• _PROBLEM TO SOLVE_:
Rewrite the part of the data below that opens with the line containing "Nesting-site review: place a pin on each instance of the distant" and closes with the line containing "x=160, y=336" as a JSON list of strings, one string per line, omitting blank lines.

########

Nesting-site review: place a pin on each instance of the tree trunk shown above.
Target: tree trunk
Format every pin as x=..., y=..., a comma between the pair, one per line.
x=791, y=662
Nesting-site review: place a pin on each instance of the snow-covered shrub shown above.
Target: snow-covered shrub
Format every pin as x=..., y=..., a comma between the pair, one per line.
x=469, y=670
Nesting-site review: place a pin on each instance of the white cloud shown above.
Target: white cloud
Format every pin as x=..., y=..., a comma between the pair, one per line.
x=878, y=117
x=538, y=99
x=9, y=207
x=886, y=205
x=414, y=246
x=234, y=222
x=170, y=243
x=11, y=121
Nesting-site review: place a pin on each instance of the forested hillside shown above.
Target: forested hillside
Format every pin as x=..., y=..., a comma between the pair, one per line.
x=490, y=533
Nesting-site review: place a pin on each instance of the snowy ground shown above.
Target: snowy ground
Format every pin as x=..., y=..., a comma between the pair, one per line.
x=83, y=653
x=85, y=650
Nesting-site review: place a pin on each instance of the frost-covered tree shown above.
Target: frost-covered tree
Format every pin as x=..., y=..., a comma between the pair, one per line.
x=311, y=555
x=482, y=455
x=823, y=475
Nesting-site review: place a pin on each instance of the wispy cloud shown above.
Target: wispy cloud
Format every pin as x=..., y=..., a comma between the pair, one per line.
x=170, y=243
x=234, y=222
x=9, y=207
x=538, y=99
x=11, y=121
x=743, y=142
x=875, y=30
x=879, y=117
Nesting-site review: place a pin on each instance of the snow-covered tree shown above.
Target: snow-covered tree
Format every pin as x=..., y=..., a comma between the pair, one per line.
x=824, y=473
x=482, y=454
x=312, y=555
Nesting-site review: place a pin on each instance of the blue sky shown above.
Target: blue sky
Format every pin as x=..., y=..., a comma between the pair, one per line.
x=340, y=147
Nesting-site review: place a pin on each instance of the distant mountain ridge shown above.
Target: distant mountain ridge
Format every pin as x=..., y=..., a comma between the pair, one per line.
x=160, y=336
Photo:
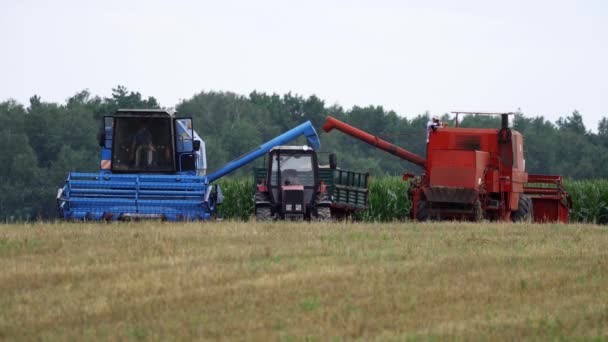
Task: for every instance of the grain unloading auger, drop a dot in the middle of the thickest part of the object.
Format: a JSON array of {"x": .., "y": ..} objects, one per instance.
[
  {"x": 153, "y": 166},
  {"x": 473, "y": 173}
]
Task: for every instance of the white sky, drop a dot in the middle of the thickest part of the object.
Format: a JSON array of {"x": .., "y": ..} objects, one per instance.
[{"x": 545, "y": 57}]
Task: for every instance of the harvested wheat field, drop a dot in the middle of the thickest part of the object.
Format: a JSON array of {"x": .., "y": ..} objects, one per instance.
[{"x": 300, "y": 281}]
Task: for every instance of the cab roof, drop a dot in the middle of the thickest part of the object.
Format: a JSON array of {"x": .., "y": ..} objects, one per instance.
[
  {"x": 145, "y": 112},
  {"x": 291, "y": 148}
]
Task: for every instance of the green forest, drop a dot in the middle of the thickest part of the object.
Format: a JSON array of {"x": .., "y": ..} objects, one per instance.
[{"x": 42, "y": 141}]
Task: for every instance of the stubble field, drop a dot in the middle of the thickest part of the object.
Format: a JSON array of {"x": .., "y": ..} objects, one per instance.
[{"x": 299, "y": 281}]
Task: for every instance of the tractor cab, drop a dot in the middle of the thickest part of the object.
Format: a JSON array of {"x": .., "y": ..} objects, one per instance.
[
  {"x": 150, "y": 141},
  {"x": 293, "y": 178}
]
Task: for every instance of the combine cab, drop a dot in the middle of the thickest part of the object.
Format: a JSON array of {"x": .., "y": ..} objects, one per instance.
[
  {"x": 153, "y": 165},
  {"x": 475, "y": 174}
]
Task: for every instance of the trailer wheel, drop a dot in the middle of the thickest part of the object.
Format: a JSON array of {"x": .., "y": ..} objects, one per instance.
[
  {"x": 323, "y": 213},
  {"x": 263, "y": 213},
  {"x": 422, "y": 213},
  {"x": 524, "y": 212}
]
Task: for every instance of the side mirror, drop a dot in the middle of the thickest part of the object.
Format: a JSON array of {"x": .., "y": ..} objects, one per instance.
[{"x": 333, "y": 161}]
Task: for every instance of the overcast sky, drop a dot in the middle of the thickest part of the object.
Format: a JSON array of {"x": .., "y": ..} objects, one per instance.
[{"x": 545, "y": 57}]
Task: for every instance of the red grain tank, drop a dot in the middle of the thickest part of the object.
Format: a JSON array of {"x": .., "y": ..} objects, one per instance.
[{"x": 475, "y": 174}]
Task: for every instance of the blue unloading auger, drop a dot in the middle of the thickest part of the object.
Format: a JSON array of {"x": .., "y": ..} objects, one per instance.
[
  {"x": 172, "y": 188},
  {"x": 305, "y": 129}
]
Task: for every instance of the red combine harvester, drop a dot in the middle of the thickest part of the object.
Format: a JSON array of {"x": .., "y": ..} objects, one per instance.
[{"x": 474, "y": 174}]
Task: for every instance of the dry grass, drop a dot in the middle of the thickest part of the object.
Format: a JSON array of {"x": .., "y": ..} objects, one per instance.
[{"x": 248, "y": 281}]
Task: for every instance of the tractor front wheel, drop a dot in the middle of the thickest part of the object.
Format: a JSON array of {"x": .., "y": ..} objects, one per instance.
[
  {"x": 323, "y": 213},
  {"x": 263, "y": 213}
]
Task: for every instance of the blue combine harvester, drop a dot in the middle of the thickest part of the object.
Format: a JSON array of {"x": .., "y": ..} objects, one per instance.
[{"x": 153, "y": 165}]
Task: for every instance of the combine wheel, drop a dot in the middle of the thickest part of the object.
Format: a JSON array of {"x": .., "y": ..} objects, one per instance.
[
  {"x": 421, "y": 213},
  {"x": 524, "y": 211},
  {"x": 323, "y": 213},
  {"x": 263, "y": 213}
]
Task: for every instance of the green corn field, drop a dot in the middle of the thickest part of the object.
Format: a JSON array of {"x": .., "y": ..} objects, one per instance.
[{"x": 388, "y": 200}]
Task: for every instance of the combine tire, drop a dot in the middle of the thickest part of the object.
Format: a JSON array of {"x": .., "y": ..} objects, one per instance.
[
  {"x": 421, "y": 213},
  {"x": 524, "y": 211},
  {"x": 323, "y": 213},
  {"x": 263, "y": 214}
]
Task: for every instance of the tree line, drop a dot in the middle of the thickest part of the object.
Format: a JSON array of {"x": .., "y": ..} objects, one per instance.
[{"x": 42, "y": 141}]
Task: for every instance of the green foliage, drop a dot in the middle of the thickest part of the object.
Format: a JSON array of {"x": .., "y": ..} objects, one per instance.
[
  {"x": 388, "y": 200},
  {"x": 238, "y": 199},
  {"x": 40, "y": 144}
]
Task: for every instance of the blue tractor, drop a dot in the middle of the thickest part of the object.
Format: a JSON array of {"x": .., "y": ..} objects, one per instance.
[{"x": 153, "y": 165}]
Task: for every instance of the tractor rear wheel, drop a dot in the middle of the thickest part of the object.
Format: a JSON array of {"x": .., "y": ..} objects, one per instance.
[
  {"x": 323, "y": 213},
  {"x": 263, "y": 213},
  {"x": 524, "y": 212},
  {"x": 422, "y": 214}
]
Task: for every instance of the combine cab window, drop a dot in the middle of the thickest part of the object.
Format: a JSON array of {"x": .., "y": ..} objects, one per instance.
[{"x": 142, "y": 145}]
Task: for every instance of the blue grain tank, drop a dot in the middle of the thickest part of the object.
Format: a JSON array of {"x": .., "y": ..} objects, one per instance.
[{"x": 153, "y": 165}]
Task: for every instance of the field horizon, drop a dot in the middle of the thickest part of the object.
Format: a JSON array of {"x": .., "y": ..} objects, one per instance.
[{"x": 303, "y": 281}]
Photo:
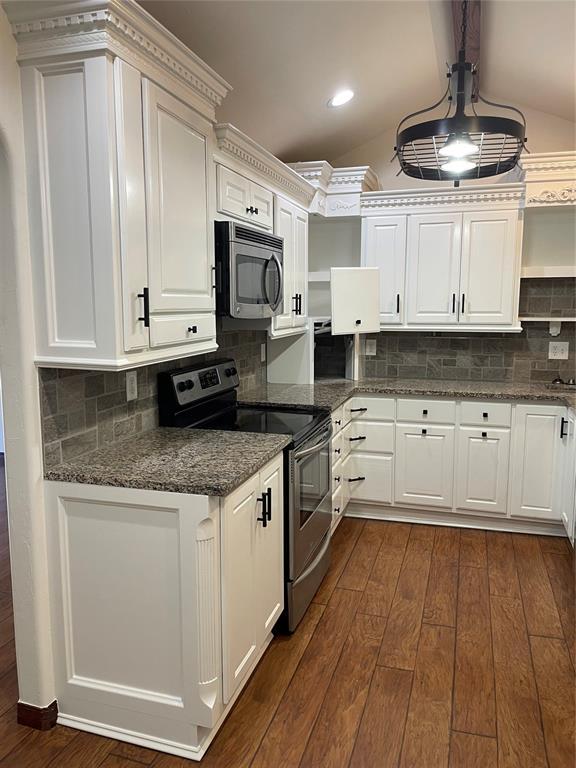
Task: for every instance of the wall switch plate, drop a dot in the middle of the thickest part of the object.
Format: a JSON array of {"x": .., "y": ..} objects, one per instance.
[
  {"x": 558, "y": 350},
  {"x": 131, "y": 385},
  {"x": 370, "y": 347}
]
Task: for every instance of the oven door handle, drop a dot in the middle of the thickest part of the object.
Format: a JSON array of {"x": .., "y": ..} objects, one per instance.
[
  {"x": 317, "y": 446},
  {"x": 276, "y": 303}
]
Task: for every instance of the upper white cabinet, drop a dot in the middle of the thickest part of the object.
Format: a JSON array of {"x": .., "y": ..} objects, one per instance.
[
  {"x": 244, "y": 199},
  {"x": 433, "y": 268},
  {"x": 446, "y": 258},
  {"x": 355, "y": 300},
  {"x": 291, "y": 223},
  {"x": 384, "y": 246},
  {"x": 121, "y": 191}
]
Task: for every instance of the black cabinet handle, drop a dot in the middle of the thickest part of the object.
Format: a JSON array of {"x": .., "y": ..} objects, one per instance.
[
  {"x": 268, "y": 495},
  {"x": 264, "y": 519},
  {"x": 145, "y": 295}
]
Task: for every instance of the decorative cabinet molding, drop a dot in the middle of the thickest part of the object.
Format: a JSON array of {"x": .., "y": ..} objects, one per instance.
[
  {"x": 268, "y": 169},
  {"x": 121, "y": 28},
  {"x": 550, "y": 178},
  {"x": 338, "y": 190}
]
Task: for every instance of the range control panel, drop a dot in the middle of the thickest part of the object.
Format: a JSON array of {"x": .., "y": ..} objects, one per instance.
[{"x": 197, "y": 383}]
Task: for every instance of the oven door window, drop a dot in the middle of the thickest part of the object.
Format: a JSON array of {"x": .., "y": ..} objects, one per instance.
[
  {"x": 257, "y": 279},
  {"x": 314, "y": 482}
]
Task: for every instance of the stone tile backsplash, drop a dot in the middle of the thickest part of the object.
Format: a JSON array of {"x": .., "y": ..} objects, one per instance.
[{"x": 84, "y": 410}]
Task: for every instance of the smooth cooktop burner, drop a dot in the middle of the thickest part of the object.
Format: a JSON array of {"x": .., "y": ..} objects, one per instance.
[{"x": 246, "y": 419}]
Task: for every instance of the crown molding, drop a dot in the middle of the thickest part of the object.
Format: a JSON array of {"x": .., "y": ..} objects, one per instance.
[
  {"x": 44, "y": 30},
  {"x": 495, "y": 195},
  {"x": 233, "y": 142}
]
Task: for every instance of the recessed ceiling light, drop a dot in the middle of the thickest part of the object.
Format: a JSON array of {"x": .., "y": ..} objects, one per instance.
[{"x": 340, "y": 98}]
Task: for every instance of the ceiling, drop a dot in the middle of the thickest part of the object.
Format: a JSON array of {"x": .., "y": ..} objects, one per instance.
[{"x": 285, "y": 58}]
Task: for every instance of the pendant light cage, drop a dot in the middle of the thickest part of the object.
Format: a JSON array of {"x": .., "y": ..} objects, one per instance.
[{"x": 460, "y": 145}]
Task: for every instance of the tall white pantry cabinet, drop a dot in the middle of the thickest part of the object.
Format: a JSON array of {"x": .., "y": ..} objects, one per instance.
[{"x": 118, "y": 122}]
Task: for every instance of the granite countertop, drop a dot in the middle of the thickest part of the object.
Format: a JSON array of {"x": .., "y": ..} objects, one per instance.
[
  {"x": 199, "y": 461},
  {"x": 331, "y": 393}
]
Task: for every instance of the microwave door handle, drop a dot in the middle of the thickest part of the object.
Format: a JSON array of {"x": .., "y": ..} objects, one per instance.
[
  {"x": 316, "y": 447},
  {"x": 278, "y": 298}
]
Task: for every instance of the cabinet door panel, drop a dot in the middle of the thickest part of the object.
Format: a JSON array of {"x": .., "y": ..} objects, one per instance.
[
  {"x": 233, "y": 193},
  {"x": 424, "y": 465},
  {"x": 180, "y": 246},
  {"x": 482, "y": 469},
  {"x": 239, "y": 631},
  {"x": 434, "y": 242},
  {"x": 376, "y": 473},
  {"x": 536, "y": 462},
  {"x": 384, "y": 246},
  {"x": 488, "y": 292},
  {"x": 269, "y": 553}
]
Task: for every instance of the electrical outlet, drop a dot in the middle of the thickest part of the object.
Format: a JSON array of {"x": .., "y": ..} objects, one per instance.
[
  {"x": 370, "y": 347},
  {"x": 558, "y": 350},
  {"x": 131, "y": 385}
]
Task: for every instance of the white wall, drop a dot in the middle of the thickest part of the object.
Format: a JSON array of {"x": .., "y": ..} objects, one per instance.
[
  {"x": 20, "y": 388},
  {"x": 545, "y": 133}
]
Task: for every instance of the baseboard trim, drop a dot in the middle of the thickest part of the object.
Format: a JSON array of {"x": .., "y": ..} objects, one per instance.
[
  {"x": 429, "y": 517},
  {"x": 40, "y": 718}
]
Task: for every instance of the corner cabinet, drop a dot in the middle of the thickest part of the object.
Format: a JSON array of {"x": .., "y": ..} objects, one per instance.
[
  {"x": 447, "y": 260},
  {"x": 120, "y": 212},
  {"x": 193, "y": 586}
]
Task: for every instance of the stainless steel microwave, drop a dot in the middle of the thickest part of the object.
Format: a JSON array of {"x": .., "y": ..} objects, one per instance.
[{"x": 249, "y": 271}]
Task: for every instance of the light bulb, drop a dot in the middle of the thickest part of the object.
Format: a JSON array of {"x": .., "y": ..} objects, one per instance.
[
  {"x": 458, "y": 165},
  {"x": 458, "y": 146}
]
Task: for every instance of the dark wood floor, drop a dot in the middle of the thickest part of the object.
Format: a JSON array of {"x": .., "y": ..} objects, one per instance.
[{"x": 425, "y": 647}]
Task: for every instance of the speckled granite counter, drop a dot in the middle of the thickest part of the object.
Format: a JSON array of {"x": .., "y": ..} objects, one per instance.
[
  {"x": 330, "y": 393},
  {"x": 207, "y": 462}
]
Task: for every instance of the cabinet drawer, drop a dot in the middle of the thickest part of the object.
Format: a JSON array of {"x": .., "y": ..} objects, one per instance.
[
  {"x": 369, "y": 478},
  {"x": 371, "y": 437},
  {"x": 436, "y": 411},
  {"x": 179, "y": 329},
  {"x": 338, "y": 419},
  {"x": 373, "y": 408},
  {"x": 489, "y": 414}
]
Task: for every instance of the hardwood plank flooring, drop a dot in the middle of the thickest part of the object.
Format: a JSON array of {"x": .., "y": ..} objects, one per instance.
[{"x": 425, "y": 647}]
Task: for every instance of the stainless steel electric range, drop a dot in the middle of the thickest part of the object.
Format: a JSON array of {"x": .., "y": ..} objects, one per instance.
[{"x": 205, "y": 397}]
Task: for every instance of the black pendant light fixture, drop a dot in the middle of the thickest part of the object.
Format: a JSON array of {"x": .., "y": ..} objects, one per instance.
[{"x": 460, "y": 145}]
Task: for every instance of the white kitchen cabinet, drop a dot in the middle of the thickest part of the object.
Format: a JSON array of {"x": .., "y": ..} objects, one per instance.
[
  {"x": 488, "y": 273},
  {"x": 482, "y": 468},
  {"x": 354, "y": 293},
  {"x": 384, "y": 246},
  {"x": 252, "y": 570},
  {"x": 433, "y": 268},
  {"x": 180, "y": 245},
  {"x": 424, "y": 465},
  {"x": 244, "y": 199},
  {"x": 537, "y": 469},
  {"x": 291, "y": 223}
]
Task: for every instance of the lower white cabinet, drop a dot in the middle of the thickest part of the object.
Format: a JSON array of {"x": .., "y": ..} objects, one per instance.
[
  {"x": 537, "y": 462},
  {"x": 252, "y": 571},
  {"x": 424, "y": 471},
  {"x": 161, "y": 605},
  {"x": 482, "y": 465}
]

########

• _OUTPUT FOR THIS EXERCISE_:
[
  "Nesting-site review: place a pin on each instance of the distant mountain ridge shown above.",
  "Target: distant mountain ridge",
  "Format every pin as x=..., y=..., a comma between the pair, one per line.",
  "x=160, y=336"
]